(Excerpts from location labeling data)

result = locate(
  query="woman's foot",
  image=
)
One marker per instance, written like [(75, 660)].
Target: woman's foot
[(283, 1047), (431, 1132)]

Work to be completed —
Copy the entries above line for line, leaving every character unchanged.

Task output —
result = locate(
  query="woman's foot",
  image=
)
One marker per instance, written like [(75, 660)].
Target: woman's foot
[(283, 1047), (431, 1132)]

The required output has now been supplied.